--- Records for the task ---
--------------------------------------------------

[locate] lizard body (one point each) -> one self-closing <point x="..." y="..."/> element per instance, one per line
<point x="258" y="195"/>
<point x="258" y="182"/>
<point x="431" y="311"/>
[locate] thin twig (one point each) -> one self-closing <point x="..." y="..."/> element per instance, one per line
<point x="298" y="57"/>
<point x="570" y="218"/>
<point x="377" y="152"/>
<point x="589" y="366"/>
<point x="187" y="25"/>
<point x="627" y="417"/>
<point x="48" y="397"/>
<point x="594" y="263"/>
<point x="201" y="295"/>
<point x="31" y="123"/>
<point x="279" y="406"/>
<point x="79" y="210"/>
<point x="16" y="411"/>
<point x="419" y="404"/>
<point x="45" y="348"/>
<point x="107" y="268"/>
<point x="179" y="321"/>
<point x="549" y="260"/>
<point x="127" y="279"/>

--------------------------------------------------

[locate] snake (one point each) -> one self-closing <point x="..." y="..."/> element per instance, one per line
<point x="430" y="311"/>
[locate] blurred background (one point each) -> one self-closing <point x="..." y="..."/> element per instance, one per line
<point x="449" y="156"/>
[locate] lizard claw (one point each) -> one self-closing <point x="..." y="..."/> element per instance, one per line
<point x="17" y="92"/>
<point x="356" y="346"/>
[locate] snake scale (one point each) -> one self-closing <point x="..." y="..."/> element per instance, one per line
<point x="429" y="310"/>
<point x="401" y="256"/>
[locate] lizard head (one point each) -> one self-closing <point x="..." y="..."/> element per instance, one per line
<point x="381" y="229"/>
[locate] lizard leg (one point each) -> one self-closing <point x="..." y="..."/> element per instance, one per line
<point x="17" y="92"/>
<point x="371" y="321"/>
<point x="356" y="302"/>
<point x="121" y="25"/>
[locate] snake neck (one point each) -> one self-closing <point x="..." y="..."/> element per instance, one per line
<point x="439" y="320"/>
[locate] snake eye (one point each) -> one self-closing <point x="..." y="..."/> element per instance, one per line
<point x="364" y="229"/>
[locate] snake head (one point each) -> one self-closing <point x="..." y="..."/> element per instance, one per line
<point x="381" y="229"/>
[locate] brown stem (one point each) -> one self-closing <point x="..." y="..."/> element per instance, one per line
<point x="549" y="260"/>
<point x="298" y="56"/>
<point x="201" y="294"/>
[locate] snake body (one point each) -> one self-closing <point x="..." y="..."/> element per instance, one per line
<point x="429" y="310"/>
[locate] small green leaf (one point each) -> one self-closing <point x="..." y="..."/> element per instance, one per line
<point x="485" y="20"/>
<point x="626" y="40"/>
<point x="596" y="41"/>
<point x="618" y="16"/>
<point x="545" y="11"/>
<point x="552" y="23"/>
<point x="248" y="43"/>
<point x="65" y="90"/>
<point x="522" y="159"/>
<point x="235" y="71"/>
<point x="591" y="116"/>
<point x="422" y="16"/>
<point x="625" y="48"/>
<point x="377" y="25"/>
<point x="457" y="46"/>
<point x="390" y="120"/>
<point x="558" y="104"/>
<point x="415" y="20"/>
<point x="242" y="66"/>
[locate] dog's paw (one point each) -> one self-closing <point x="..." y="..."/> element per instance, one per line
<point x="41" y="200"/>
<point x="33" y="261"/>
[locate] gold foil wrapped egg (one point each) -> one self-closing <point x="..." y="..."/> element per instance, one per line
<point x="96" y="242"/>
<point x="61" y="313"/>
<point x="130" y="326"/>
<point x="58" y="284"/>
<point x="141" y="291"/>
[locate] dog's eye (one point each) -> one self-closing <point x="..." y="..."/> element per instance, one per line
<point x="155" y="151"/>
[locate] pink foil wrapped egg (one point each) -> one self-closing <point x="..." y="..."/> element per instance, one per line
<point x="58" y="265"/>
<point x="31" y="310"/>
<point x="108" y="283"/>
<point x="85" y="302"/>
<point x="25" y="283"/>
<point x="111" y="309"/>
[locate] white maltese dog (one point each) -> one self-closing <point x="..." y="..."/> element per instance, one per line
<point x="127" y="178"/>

--------------------------------------------------

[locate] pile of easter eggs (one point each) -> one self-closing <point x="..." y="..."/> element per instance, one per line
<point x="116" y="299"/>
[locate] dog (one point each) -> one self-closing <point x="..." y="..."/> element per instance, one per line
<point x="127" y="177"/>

--------------------------------------------------

--- Stated exercise ---
Count the lines of the material above that contain the word "head". How many are there? Reply with the number alone.

--- Exercise answer ---
2